_TASK DETAILS_
Switch every "integer pixel values" in the records below to "whole-number pixel coordinates". Reproduce the records with everything else left as it is.
## begin SOURCE MATERIAL
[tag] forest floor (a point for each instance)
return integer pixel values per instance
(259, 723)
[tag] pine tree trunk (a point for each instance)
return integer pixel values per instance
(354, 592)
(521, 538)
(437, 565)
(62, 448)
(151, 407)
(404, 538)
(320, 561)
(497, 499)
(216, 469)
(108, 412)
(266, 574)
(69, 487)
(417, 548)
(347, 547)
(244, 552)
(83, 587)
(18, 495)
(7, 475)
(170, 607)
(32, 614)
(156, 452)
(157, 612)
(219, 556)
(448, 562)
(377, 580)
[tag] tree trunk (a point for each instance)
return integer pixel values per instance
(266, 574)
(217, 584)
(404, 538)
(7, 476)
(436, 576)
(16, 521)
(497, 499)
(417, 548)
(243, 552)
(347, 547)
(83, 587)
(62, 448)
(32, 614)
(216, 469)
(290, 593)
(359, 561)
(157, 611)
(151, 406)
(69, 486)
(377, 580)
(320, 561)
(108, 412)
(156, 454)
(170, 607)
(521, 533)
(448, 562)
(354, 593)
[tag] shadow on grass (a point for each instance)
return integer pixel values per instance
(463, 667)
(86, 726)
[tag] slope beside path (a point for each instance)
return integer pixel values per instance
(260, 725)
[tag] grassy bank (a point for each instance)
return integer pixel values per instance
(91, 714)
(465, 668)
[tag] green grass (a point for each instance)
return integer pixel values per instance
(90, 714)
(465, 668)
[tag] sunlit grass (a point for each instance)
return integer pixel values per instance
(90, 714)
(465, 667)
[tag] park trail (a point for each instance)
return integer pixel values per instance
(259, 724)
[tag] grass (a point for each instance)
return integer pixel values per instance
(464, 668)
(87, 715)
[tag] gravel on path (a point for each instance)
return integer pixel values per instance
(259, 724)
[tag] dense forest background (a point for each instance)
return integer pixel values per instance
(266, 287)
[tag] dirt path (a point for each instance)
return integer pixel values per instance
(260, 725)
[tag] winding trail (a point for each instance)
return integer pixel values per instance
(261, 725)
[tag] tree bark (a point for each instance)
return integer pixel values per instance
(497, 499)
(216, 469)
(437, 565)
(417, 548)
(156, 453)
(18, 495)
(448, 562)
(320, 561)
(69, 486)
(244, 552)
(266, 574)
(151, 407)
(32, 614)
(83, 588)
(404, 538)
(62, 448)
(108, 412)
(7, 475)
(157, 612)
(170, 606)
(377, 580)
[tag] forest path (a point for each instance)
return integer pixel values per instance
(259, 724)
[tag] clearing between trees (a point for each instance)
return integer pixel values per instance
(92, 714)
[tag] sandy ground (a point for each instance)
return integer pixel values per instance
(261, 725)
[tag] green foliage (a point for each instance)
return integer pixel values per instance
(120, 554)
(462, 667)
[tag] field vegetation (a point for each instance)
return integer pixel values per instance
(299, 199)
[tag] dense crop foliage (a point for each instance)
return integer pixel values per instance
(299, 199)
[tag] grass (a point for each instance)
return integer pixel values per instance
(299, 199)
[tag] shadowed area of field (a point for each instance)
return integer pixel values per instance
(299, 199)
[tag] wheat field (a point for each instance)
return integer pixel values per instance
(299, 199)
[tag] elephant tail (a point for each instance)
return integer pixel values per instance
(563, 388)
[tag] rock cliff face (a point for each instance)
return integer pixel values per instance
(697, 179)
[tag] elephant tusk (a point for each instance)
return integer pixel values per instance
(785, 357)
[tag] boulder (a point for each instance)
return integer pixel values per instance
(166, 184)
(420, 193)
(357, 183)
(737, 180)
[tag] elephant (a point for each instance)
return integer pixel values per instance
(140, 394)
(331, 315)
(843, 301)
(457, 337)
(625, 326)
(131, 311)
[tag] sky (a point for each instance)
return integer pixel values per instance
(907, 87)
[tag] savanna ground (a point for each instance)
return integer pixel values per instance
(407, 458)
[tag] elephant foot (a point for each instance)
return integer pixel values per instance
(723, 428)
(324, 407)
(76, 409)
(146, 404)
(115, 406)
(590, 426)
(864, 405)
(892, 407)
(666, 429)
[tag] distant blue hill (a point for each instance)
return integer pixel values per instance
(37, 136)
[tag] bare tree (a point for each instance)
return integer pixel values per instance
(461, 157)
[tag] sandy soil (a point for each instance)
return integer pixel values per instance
## end SOURCE MATERIAL
_EXPECTED ANSWER_
[tag] forest floor (a point for each instance)
return whole-number pixel coordinates per instance
(259, 723)
[tag] pine tree trunk (a point for each instance)
return whole-number pixel coordinates per instance
(354, 592)
(521, 538)
(437, 565)
(62, 448)
(151, 407)
(404, 538)
(320, 561)
(497, 499)
(216, 469)
(108, 412)
(266, 574)
(69, 487)
(417, 548)
(347, 547)
(244, 552)
(83, 587)
(18, 495)
(7, 475)
(170, 607)
(32, 614)
(156, 452)
(157, 612)
(219, 556)
(448, 562)
(377, 580)
[tag] tree trunk (a point for each instance)
return whole-number pixel coordinates per instance
(266, 574)
(217, 584)
(404, 538)
(7, 476)
(436, 576)
(16, 521)
(497, 499)
(417, 548)
(243, 552)
(347, 547)
(83, 587)
(62, 448)
(32, 614)
(216, 469)
(290, 593)
(359, 561)
(157, 611)
(151, 406)
(69, 486)
(377, 580)
(320, 561)
(108, 412)
(156, 454)
(170, 607)
(521, 533)
(448, 562)
(354, 593)
[tag] shadow on grass (a point for each instance)
return whole-number pixel coordinates per instance
(463, 667)
(86, 726)
[tag] slope beside path (a point for each instance)
return whole-number pixel coordinates per instance
(260, 725)
[tag] grassy bank (a point for each instance)
return whole-number pixel coordinates per instance
(91, 714)
(465, 668)
[tag] green grass (a point for each instance)
return whole-number pixel coordinates per instance
(90, 714)
(465, 668)
[tag] sunlit grass (a point for each instance)
return whole-number pixel coordinates per instance
(90, 714)
(465, 667)
[tag] park trail (a point for each instance)
return whole-number pixel coordinates per instance
(259, 724)
[tag] grass (a point for each instance)
return whole-number pixel coordinates per instance
(464, 668)
(87, 715)
[tag] gravel on path (a point for each instance)
return whole-number pixel coordinates per instance
(259, 724)
[tag] dense forest background (a point for each instance)
return whole-number pixel coordinates per instance
(266, 287)
[tag] dirt path (a point for each instance)
return whole-number pixel coordinates per instance
(260, 725)
[tag] winding trail (a point for each instance)
return whole-number pixel coordinates per instance
(261, 725)
[tag] tree bark (a point for each instance)
return whole-number pixel coordinates per instance
(497, 499)
(216, 469)
(437, 565)
(417, 548)
(156, 453)
(18, 495)
(448, 562)
(320, 561)
(69, 486)
(244, 552)
(266, 574)
(151, 407)
(32, 614)
(83, 588)
(404, 538)
(62, 448)
(108, 412)
(7, 475)
(157, 612)
(170, 606)
(377, 580)
[tag] forest path (a point for each instance)
return whole-number pixel coordinates per instance
(259, 724)
[tag] clearing between trees (a point for each instance)
return whole-number pixel coordinates per instance
(92, 714)
[tag] sandy ground (a point for each instance)
return whole-number pixel coordinates per instance
(261, 725)
[tag] green foliage (a point for each instance)
return whole-number pixel coordinates per instance
(120, 554)
(462, 667)
[tag] field vegetation (a point for each instance)
return whole-number pixel coordinates per instance
(299, 199)
[tag] dense crop foliage (a point for each instance)
return whole-number pixel coordinates per instance
(299, 199)
[tag] grass (a point for each instance)
return whole-number pixel coordinates per instance
(299, 199)
[tag] shadowed area of field (a point for each instance)
return whole-number pixel coordinates per instance
(299, 199)
[tag] wheat field (a point for each instance)
return whole-number pixel coordinates per instance
(299, 199)
[tag] elephant tail (a point for each instance)
return whole-number pixel coordinates per instance
(563, 388)
[tag] rock cliff face (a point for each instance)
return whole-number pixel coordinates per instance
(697, 179)
[tag] elephant tusk (a point for each instance)
return whole-number pixel coordinates per instance
(785, 357)
[tag] boulder (a point for each instance)
return whole-number pixel coordinates per instance
(166, 184)
(420, 193)
(357, 183)
(737, 180)
[tag] elephant (a point for each instance)
return whole-number pixel coordinates per instance
(140, 394)
(331, 315)
(843, 301)
(457, 337)
(625, 326)
(131, 311)
[tag] sky (a point for each instance)
return whole-number pixel coordinates per instance
(907, 87)
[tag] savanna ground (a point for each instance)
return whole-number pixel coordinates per instance
(407, 458)
[tag] elephant foot (a point for each instance)
return whole-number pixel coordinates per instance
(723, 428)
(324, 407)
(76, 409)
(146, 404)
(115, 406)
(590, 426)
(864, 405)
(892, 407)
(666, 429)
[tag] distant blue hill (a point for each instance)
return whole-number pixel coordinates per instance
(37, 136)
[tag] bare tree (a point for each instance)
return whole-number pixel coordinates per instance
(461, 157)
[tag] sandy soil (a point for each instance)
return whole-number pixel coordinates per instance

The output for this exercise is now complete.